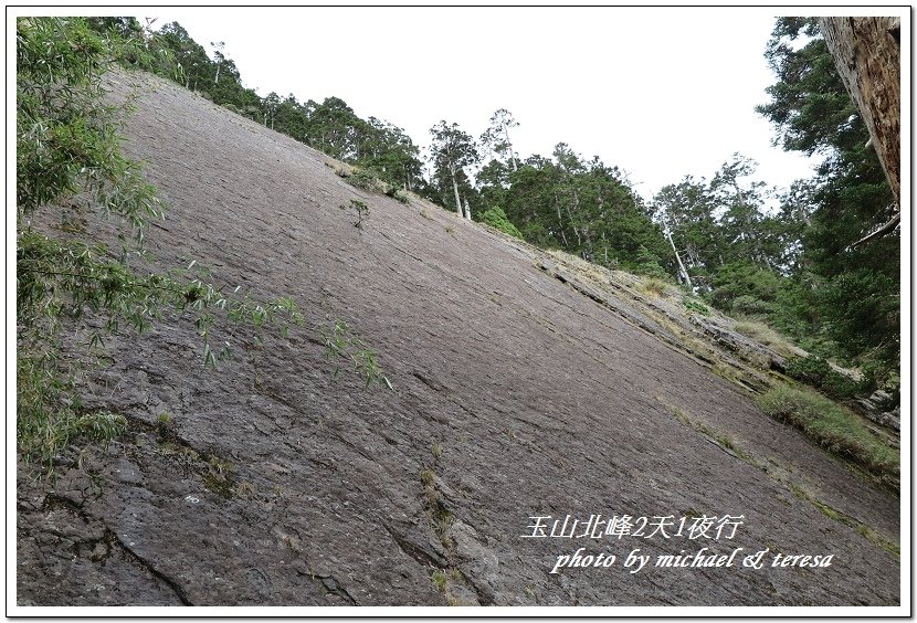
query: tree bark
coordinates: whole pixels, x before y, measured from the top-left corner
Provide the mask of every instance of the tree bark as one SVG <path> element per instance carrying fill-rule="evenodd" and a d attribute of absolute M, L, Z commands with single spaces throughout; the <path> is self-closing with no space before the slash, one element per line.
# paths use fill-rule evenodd
<path fill-rule="evenodd" d="M 458 182 L 455 181 L 455 167 L 450 167 L 450 173 L 452 173 L 452 190 L 455 192 L 455 211 L 458 212 L 458 215 L 462 215 L 462 200 L 458 199 Z"/>
<path fill-rule="evenodd" d="M 819 25 L 900 207 L 900 19 L 820 18 Z"/>
<path fill-rule="evenodd" d="M 672 230 L 668 228 L 665 228 L 665 237 L 668 239 L 668 244 L 672 245 L 672 251 L 675 253 L 675 261 L 678 262 L 678 273 L 684 279 L 685 285 L 688 286 L 688 289 L 694 291 L 694 284 L 691 283 L 691 275 L 688 275 L 687 268 L 682 263 L 682 256 L 678 255 L 678 250 L 675 249 L 675 241 L 672 240 Z"/>

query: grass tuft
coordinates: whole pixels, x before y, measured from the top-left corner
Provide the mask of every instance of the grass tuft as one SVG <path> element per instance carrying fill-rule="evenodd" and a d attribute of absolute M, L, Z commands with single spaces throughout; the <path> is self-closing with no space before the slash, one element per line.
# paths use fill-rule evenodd
<path fill-rule="evenodd" d="M 830 451 L 850 457 L 883 479 L 900 474 L 900 453 L 874 436 L 861 418 L 818 392 L 777 387 L 758 398 L 771 418 L 789 422 Z"/>

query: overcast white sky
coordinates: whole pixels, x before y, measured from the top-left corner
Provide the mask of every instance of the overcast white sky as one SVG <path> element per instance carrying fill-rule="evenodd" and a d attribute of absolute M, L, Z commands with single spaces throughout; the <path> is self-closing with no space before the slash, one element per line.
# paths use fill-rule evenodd
<path fill-rule="evenodd" d="M 774 9 L 162 8 L 208 51 L 224 41 L 245 86 L 335 95 L 425 146 L 440 119 L 479 136 L 497 108 L 519 154 L 563 141 L 630 173 L 650 199 L 712 177 L 735 151 L 788 186 L 813 161 L 771 146 L 755 113 L 774 77 L 763 57 Z"/>

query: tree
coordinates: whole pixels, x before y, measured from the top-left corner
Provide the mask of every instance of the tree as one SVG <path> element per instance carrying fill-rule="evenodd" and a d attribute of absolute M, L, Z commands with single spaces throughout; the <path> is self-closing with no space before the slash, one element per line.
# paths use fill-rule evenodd
<path fill-rule="evenodd" d="M 776 125 L 784 149 L 825 156 L 794 277 L 809 288 L 809 332 L 832 342 L 835 355 L 887 376 L 900 355 L 899 235 L 854 243 L 894 218 L 895 194 L 818 20 L 778 19 L 766 57 L 778 80 L 759 113 Z"/>
<path fill-rule="evenodd" d="M 172 308 L 190 314 L 203 360 L 215 366 L 214 314 L 259 329 L 299 320 L 287 298 L 228 295 L 191 267 L 140 273 L 130 265 L 148 220 L 164 218 L 165 207 L 139 166 L 122 155 L 117 110 L 103 101 L 101 77 L 124 51 L 131 64 L 159 66 L 147 43 L 114 30 L 103 35 L 80 18 L 17 21 L 17 447 L 49 466 L 71 437 L 110 440 L 125 425 L 119 414 L 81 408 L 73 380 L 78 366 L 57 342 L 63 330 L 73 331 L 73 341 L 88 334 L 91 349 L 101 348 L 119 327 L 144 331 Z M 85 201 L 117 217 L 133 243 L 109 250 L 83 225 L 66 228 L 66 237 L 31 225 L 39 210 Z"/>
<path fill-rule="evenodd" d="M 489 127 L 481 135 L 481 145 L 488 154 L 495 152 L 504 158 L 508 154 L 513 170 L 517 171 L 519 163 L 516 161 L 516 152 L 509 140 L 509 128 L 515 127 L 519 127 L 519 124 L 513 118 L 513 114 L 506 108 L 497 109 L 491 116 Z"/>
<path fill-rule="evenodd" d="M 434 171 L 452 182 L 455 211 L 461 217 L 463 211 L 462 199 L 458 194 L 458 182 L 462 178 L 467 179 L 464 168 L 479 161 L 477 146 L 468 134 L 462 131 L 458 124 L 450 126 L 442 120 L 430 128 L 430 134 L 433 136 L 431 154 Z M 470 214 L 465 217 L 471 218 Z"/>
<path fill-rule="evenodd" d="M 902 140 L 900 19 L 821 18 L 819 27 L 837 73 L 869 131 L 869 142 L 897 201 Z"/>

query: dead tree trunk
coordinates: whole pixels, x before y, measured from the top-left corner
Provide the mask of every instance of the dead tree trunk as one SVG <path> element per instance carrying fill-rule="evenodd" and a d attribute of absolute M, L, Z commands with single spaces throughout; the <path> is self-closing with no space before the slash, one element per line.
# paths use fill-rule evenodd
<path fill-rule="evenodd" d="M 900 205 L 900 19 L 820 18 L 819 25 Z"/>

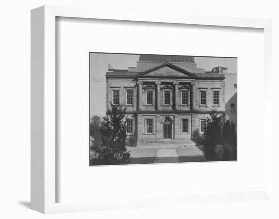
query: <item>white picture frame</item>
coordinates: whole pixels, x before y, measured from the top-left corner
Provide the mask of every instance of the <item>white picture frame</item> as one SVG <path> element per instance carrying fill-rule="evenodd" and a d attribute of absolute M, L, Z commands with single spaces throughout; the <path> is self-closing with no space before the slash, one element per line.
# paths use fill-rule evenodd
<path fill-rule="evenodd" d="M 272 96 L 270 93 L 271 72 L 271 22 L 269 20 L 181 15 L 166 16 L 159 12 L 144 14 L 134 11 L 126 14 L 117 11 L 103 13 L 98 8 L 87 9 L 44 6 L 31 11 L 31 207 L 43 213 L 164 206 L 170 203 L 185 204 L 263 200 L 273 198 L 272 186 L 272 147 L 268 139 L 271 132 L 265 132 L 264 191 L 188 197 L 154 197 L 126 201 L 57 203 L 56 180 L 56 64 L 55 21 L 57 17 L 111 19 L 188 24 L 205 26 L 248 27 L 264 31 L 264 116 L 266 127 L 272 127 Z M 273 170 L 274 171 L 274 170 Z M 132 201 L 131 201 L 132 200 Z"/>

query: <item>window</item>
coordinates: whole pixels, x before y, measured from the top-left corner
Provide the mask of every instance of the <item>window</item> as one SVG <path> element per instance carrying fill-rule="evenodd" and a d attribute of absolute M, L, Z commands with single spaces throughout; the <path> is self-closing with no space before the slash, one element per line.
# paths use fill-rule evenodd
<path fill-rule="evenodd" d="M 181 120 L 182 132 L 183 133 L 188 133 L 188 120 L 186 118 L 183 118 Z"/>
<path fill-rule="evenodd" d="M 153 120 L 152 119 L 146 119 L 146 133 L 153 133 Z"/>
<path fill-rule="evenodd" d="M 127 133 L 128 134 L 133 133 L 133 120 L 127 119 Z"/>
<path fill-rule="evenodd" d="M 201 90 L 200 91 L 200 105 L 206 105 L 206 91 Z"/>
<path fill-rule="evenodd" d="M 127 90 L 127 105 L 133 105 L 133 94 L 132 90 Z"/>
<path fill-rule="evenodd" d="M 219 105 L 219 91 L 213 91 L 213 105 Z"/>
<path fill-rule="evenodd" d="M 206 119 L 200 119 L 200 132 L 204 132 L 205 131 L 205 127 L 206 126 Z"/>
<path fill-rule="evenodd" d="M 235 112 L 235 104 L 231 104 L 231 112 Z"/>
<path fill-rule="evenodd" d="M 147 90 L 146 91 L 146 104 L 152 105 L 153 104 L 153 91 Z"/>
<path fill-rule="evenodd" d="M 182 90 L 181 91 L 181 99 L 183 105 L 187 105 L 188 104 L 188 91 Z"/>
<path fill-rule="evenodd" d="M 164 93 L 164 104 L 165 105 L 170 105 L 170 91 L 165 90 Z"/>
<path fill-rule="evenodd" d="M 113 102 L 114 104 L 119 104 L 119 90 L 113 90 Z"/>

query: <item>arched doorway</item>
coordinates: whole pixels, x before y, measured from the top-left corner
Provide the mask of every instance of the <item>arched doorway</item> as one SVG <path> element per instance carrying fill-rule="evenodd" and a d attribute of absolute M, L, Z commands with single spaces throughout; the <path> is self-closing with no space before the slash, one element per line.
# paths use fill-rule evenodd
<path fill-rule="evenodd" d="M 166 117 L 163 122 L 163 132 L 164 139 L 172 139 L 172 121 L 168 117 Z"/>

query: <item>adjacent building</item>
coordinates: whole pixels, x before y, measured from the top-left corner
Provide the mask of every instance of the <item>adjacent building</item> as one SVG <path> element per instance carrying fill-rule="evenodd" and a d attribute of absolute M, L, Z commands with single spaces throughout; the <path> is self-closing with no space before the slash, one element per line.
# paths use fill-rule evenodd
<path fill-rule="evenodd" d="M 107 107 L 110 102 L 126 106 L 127 134 L 135 135 L 138 146 L 193 145 L 193 133 L 204 131 L 212 109 L 225 113 L 227 69 L 205 72 L 192 56 L 141 55 L 136 67 L 109 66 Z"/>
:::::
=== REQUIRED WORK ===
Convert the stretch from the line containing "query: <item>window</item>" through the line containing "181 120 L 182" into a two-column CSV with the header input,output. Give one row per item, with its text and its answer each in a single quoted field and line breaks replaced by spaces.

=== RESPONSE TO THIS TASK ===
input,output
"query: <item>window</item> coordinates: whole pixels, x before y, measured from the top-left corner Provide the mask of every instance of the <item>window</item> as one SVG <path> element per instance carrying fill-rule=""evenodd"" and a d attribute of absolute M, L, Z commands with single spaces throughout; the <path> is self-closing with no space before the slash, one element per line. # paths use fill-rule evenodd","<path fill-rule=""evenodd"" d=""M 181 120 L 182 132 L 183 133 L 188 133 L 188 120 L 186 118 L 183 118 Z""/>"